Give all of the data below again exactly, and drop the images.

Start of Block

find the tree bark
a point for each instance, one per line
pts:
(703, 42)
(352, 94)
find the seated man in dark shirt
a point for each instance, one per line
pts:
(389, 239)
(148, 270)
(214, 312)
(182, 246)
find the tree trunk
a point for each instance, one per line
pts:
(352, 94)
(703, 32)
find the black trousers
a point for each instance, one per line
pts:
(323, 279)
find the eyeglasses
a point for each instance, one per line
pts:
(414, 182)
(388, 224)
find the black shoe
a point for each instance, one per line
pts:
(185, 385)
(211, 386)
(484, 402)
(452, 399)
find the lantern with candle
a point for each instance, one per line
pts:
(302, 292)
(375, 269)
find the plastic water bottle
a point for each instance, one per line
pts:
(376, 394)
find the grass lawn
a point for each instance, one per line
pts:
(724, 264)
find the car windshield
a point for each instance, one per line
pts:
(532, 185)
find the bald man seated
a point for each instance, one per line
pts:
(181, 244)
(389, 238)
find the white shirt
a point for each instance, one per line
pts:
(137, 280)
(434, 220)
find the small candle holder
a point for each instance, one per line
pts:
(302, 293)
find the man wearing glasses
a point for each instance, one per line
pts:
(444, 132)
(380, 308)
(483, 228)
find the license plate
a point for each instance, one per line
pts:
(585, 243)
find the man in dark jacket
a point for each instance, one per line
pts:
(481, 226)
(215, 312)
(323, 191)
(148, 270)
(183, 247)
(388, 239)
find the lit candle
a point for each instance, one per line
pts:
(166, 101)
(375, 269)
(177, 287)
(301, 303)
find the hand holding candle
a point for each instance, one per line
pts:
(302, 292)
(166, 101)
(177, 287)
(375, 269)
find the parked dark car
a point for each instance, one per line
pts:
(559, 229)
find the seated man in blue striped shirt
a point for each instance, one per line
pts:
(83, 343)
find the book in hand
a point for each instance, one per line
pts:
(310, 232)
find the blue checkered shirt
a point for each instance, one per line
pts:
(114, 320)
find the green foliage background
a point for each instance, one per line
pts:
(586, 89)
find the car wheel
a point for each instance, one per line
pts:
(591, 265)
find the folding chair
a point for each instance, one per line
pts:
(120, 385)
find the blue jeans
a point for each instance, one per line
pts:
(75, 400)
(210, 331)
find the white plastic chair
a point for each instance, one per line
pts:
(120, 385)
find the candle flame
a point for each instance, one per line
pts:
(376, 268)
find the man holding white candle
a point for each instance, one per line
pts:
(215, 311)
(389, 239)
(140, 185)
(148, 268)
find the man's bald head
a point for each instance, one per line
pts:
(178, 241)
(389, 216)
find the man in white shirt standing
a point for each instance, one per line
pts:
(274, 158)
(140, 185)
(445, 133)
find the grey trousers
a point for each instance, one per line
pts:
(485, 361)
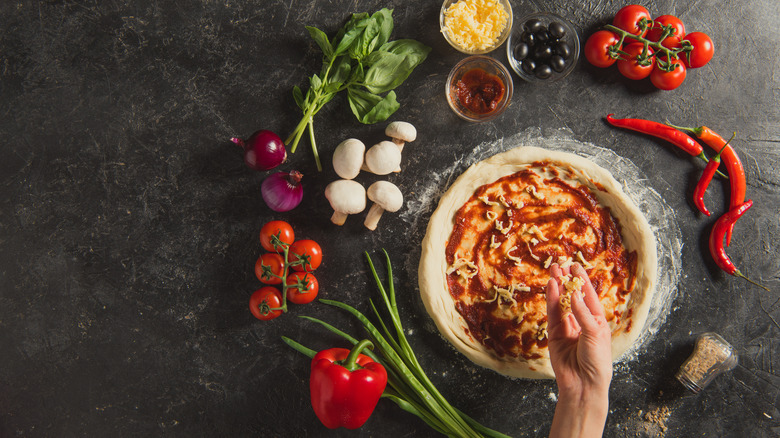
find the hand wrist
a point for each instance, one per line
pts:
(580, 414)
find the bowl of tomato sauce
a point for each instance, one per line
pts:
(479, 88)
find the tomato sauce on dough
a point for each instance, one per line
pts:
(504, 239)
(480, 91)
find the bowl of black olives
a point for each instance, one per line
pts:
(543, 48)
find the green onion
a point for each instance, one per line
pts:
(408, 385)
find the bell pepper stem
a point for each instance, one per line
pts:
(350, 363)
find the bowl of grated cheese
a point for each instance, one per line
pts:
(475, 26)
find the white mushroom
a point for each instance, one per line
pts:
(386, 197)
(383, 158)
(346, 197)
(401, 132)
(348, 158)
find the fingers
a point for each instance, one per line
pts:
(553, 295)
(582, 313)
(590, 297)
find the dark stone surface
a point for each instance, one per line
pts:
(128, 222)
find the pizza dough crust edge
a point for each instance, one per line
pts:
(635, 230)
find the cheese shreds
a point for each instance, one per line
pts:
(487, 201)
(585, 263)
(504, 202)
(458, 266)
(475, 24)
(500, 227)
(517, 260)
(570, 284)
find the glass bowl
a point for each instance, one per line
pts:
(528, 44)
(494, 71)
(496, 43)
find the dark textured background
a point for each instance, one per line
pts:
(128, 222)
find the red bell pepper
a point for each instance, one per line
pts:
(345, 386)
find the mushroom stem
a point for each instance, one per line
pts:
(373, 216)
(339, 218)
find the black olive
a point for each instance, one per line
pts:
(521, 51)
(557, 63)
(529, 66)
(543, 52)
(557, 30)
(563, 49)
(543, 71)
(533, 25)
(528, 38)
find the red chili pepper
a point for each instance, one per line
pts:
(706, 178)
(345, 386)
(734, 167)
(664, 132)
(716, 241)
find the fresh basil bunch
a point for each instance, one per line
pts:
(362, 60)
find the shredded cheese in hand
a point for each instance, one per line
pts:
(464, 268)
(475, 24)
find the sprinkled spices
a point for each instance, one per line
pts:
(711, 356)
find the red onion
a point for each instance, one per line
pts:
(282, 191)
(263, 150)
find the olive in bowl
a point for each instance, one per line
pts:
(543, 48)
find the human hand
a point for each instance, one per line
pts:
(581, 356)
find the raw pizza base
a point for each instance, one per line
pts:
(635, 231)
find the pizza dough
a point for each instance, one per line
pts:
(433, 277)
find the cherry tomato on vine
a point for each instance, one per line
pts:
(269, 268)
(702, 51)
(597, 48)
(265, 303)
(655, 32)
(302, 287)
(307, 250)
(631, 67)
(668, 80)
(629, 18)
(281, 229)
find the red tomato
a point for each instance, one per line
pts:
(634, 66)
(280, 229)
(702, 50)
(265, 303)
(302, 287)
(308, 251)
(668, 80)
(269, 268)
(630, 17)
(599, 46)
(655, 32)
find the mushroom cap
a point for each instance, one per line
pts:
(383, 158)
(387, 195)
(346, 196)
(402, 131)
(348, 158)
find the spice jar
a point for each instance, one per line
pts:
(711, 356)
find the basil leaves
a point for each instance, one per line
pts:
(362, 60)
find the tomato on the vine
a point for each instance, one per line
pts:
(702, 51)
(634, 65)
(265, 303)
(302, 287)
(307, 251)
(280, 229)
(655, 32)
(598, 48)
(269, 268)
(629, 18)
(668, 80)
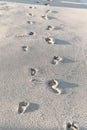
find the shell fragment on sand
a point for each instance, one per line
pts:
(23, 106)
(54, 85)
(56, 59)
(72, 126)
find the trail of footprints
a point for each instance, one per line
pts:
(53, 84)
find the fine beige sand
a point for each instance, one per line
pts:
(43, 64)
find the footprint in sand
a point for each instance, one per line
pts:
(44, 17)
(54, 85)
(56, 60)
(33, 71)
(31, 33)
(23, 106)
(49, 0)
(46, 4)
(25, 48)
(30, 14)
(72, 126)
(29, 22)
(37, 2)
(48, 11)
(50, 27)
(49, 40)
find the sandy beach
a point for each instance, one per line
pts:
(43, 64)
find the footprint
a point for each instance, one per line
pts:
(72, 126)
(50, 27)
(25, 48)
(44, 17)
(56, 60)
(29, 22)
(48, 11)
(23, 106)
(49, 0)
(54, 86)
(31, 33)
(33, 71)
(46, 4)
(49, 40)
(37, 2)
(30, 14)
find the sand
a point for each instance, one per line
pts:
(23, 31)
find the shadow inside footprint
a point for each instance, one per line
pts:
(66, 85)
(61, 42)
(50, 17)
(66, 60)
(55, 12)
(32, 107)
(58, 28)
(82, 128)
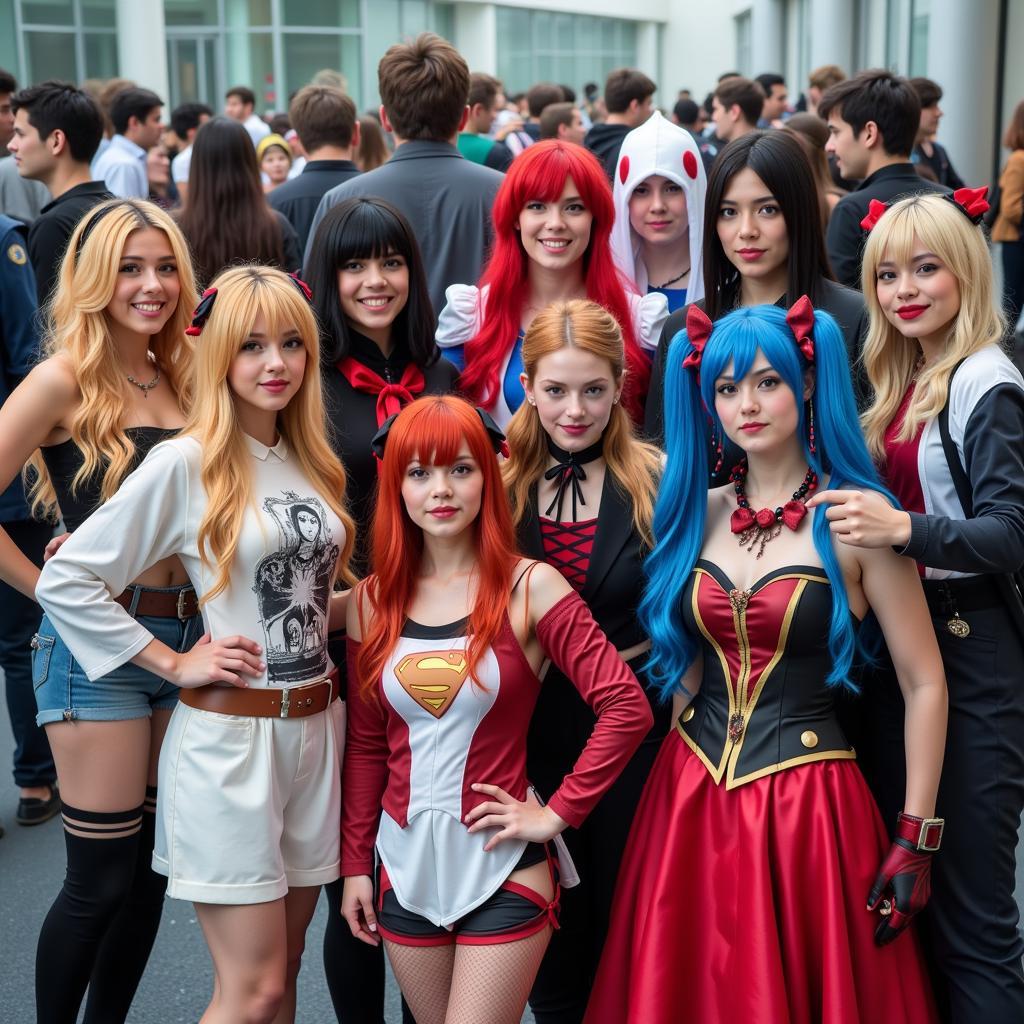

End of Block

PROBLEM SOLUTION -
find the tree bark
a point for each instance, one per line
pts:
(703, 42)
(352, 94)
find the seated man in dark shirt
a point for each instance, one per line
pts:
(389, 239)
(148, 270)
(214, 312)
(182, 246)
find the tree trunk
a point for each instance, one per line
pts:
(352, 94)
(703, 32)
find the black trousers
a point for each instance, one per line
pts:
(323, 279)
find the eyeglasses
a point for each instance, one per line
pts:
(414, 182)
(388, 224)
find the black shoe
a point for each instance, one per line
pts:
(185, 385)
(211, 386)
(484, 402)
(452, 399)
find the lantern with candle
a point for each instance, one per line
pts:
(302, 292)
(375, 269)
find the plastic water bottle
a point for each instance, one per line
pts:
(376, 394)
find the grass lawn
a point for each instance, one per line
pts:
(724, 264)
find the car windshield
a point for each instance, one per line
pts:
(532, 185)
find the bald man seated
a point for each instance, one per line
pts:
(181, 244)
(389, 238)
find the white shirt
a point for each instance, one per line
pts:
(137, 280)
(434, 220)
find the small candle holder
a point for each instance, one per line
pts:
(302, 293)
find the man wearing glasses
a point for each instance, one per line
pts:
(444, 132)
(380, 308)
(483, 228)
find the license plate
a point for each instance, one per line
pts:
(585, 243)
find the man in dark jacket
a point for each instance, one per line
pts:
(481, 226)
(215, 312)
(323, 191)
(148, 270)
(183, 247)
(388, 239)
find the lit candle
a point for each instance, one per line
pts:
(166, 101)
(375, 269)
(177, 287)
(301, 303)
find the hand holding candle
a point for each instance, one per line
pts:
(302, 292)
(166, 101)
(177, 287)
(375, 269)
find the parked dark car
a point for each instance, one per line
pts:
(559, 229)
find the seated man in blue striped shirt
a point for each instance, one per line
pts:
(83, 343)
find the book in hand
a point for each instance, one per line
pts:
(310, 232)
find the blue checkered shirt
a point for each instance, one per line
pts:
(114, 320)
find the green foliage background
a point for each instance, one per line
pts:
(586, 89)
find the car wheel
a point for each instance, one per line
pts:
(591, 265)
find the folding chair
a point for each instance, one per line
pts:
(120, 385)
find the blue jeans
a point for each instance, one per line
pts:
(75, 400)
(210, 331)
find the white plastic chair
a point for each instance, one per line
pts:
(120, 385)
find the candle flame
a point for each instance, one per line
pts:
(376, 268)
find the man holding white candle
a point for each instance, one per line
pts:
(215, 311)
(389, 239)
(140, 185)
(148, 268)
find the man's bald head
a point for each instance, one per line
pts:
(178, 241)
(389, 216)
find the man in white shirt standing
a point for each instance, one per line
pts:
(274, 158)
(140, 185)
(445, 133)
find the grey trousers
a point for each instance, one per line
pts:
(485, 361)
find the hand wrist
a point for each instance, one per line
pts:
(580, 414)
find the bowl of tomato sauce
a point for each instance, one per line
pts:
(479, 88)
find the tomato sauce on dough
a point for each instance, one per line
pts:
(504, 239)
(480, 91)
find the bowl of black olives
a point for each instance, one per line
pts:
(543, 48)
find the green onion
a point for each instance, one per line
pts:
(408, 385)
find the bell pepper stem
a point for each instance, one per line
pts:
(350, 363)
find the bowl of grated cheese
a point for each instance, one per line
pts:
(475, 26)
find the white mushroom
a point for each instance, one per line
pts:
(386, 197)
(383, 158)
(346, 197)
(401, 132)
(348, 158)
find the fingers
a point for each instance, one per line
pts:
(553, 295)
(582, 313)
(590, 297)
find the dark stone surface
a point for each instance, one per line
pts:
(128, 222)
find the pizza dough crust edge
a point for each instance, one per line
pts:
(635, 230)
find the cheese shreds
a point for each instance, one per line
pts:
(487, 201)
(585, 263)
(504, 202)
(458, 266)
(475, 24)
(500, 227)
(517, 260)
(570, 284)
find the glass bowl
a point for each instance, one per line
pts:
(528, 44)
(494, 71)
(496, 43)
find the dark textured background
a point for each instance, one per line
pts:
(128, 222)
find the red bell pepper
a point for each instance, one per line
pts:
(345, 386)
find the mushroom stem
a point for each instance, one per line
pts:
(373, 216)
(339, 218)
find the black olive
a point for each instance, one per line
pts:
(521, 51)
(557, 63)
(529, 66)
(543, 52)
(557, 30)
(563, 49)
(543, 71)
(533, 25)
(528, 38)
find the red chili pepper
a point for each instance, one per line
pts:
(706, 178)
(345, 386)
(734, 167)
(664, 132)
(716, 241)
find the fresh basil bunch
a point for each instance, one per line
pts:
(362, 60)
find the shredded cheese in hand
a point for each instance, one per line
pts:
(464, 268)
(475, 24)
find the sprinkled spices
a point for each instance, one per line
pts:
(711, 356)
find the red onion
a point for each instance, one per line
pts:
(282, 191)
(263, 150)
find the olive in bowl
a point for each instance, one per line
pts:
(543, 48)
find the human hand
a point for each instance, one per line
pts:
(581, 356)
find the raw pizza base
a point for each instance, one per line
pts:
(635, 231)
find the pizza dough
a point for each instance, one per line
pts:
(433, 277)
find the cherry tomato on vine
a point for each instance, one per line
pts:
(269, 268)
(702, 51)
(597, 48)
(265, 303)
(655, 32)
(302, 287)
(307, 250)
(631, 67)
(668, 80)
(629, 18)
(281, 229)
find the red tomato
a point for each instance, one per line
pts:
(634, 66)
(280, 229)
(702, 50)
(265, 303)
(302, 287)
(308, 251)
(668, 80)
(269, 268)
(630, 17)
(599, 46)
(655, 32)
find the mushroom cap
a point for each instance, one per line
pts:
(383, 158)
(387, 195)
(346, 196)
(402, 131)
(348, 158)
find the spice jar
a point for each instance, one per line
pts:
(711, 356)
find the basil leaves
a point for each instance, one per line
pts:
(362, 60)
find the tomato on the vine
a point for each instance, one per line
pts:
(702, 51)
(634, 65)
(265, 303)
(302, 287)
(307, 251)
(280, 229)
(655, 32)
(598, 48)
(269, 268)
(629, 18)
(668, 80)
find the shell fragment on sand
a point for each instance, one per line
pts:
(23, 106)
(54, 85)
(56, 59)
(72, 126)
find the trail of footprints
a point for each instance, one per line
pts:
(53, 84)
find the fine beige sand
a point for each instance, one per line
pts:
(43, 64)
find the footprint in sand
a point for each instance, one per line
pts:
(44, 17)
(54, 85)
(56, 60)
(33, 71)
(31, 33)
(23, 106)
(49, 0)
(46, 4)
(25, 48)
(30, 14)
(72, 126)
(29, 22)
(37, 2)
(48, 11)
(50, 27)
(49, 40)
find the sandy beach
a point for each instance, one per line
pts:
(43, 64)
find the footprint
a point for each instance, one per line
pts:
(72, 126)
(50, 27)
(25, 48)
(44, 17)
(56, 60)
(29, 22)
(48, 11)
(23, 106)
(49, 0)
(54, 86)
(31, 33)
(33, 71)
(46, 4)
(49, 40)
(37, 2)
(30, 14)
find the sand
a point for each instance, one per line
pts:
(23, 31)
find the shadow inside footprint
a point for each instance, one per line
pts:
(66, 85)
(61, 42)
(50, 17)
(66, 60)
(55, 12)
(32, 107)
(58, 28)
(82, 128)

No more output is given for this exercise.